— begin —

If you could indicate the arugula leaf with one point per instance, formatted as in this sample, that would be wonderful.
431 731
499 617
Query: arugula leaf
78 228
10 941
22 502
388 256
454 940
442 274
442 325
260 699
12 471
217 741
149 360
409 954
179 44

— end —

**REQUIRED TASK:** Rewrite every line of the items, requests included, and scale each coordinate in the answers by 1.35, rounding to whole numbers with halves going up. Leave the numbers in the requests unchanged.

**SOLUTION TO THIS PROBLEM:**
If you could indicate the arugula leaf with one point per instance, formatted as in this sample, that would be wonderful.
431 731
499 617
Query: arugula leaf
105 308
14 1270
30 678
524 346
613 1269
597 370
597 439
351 944
16 636
293 1000
201 486
552 1288
242 59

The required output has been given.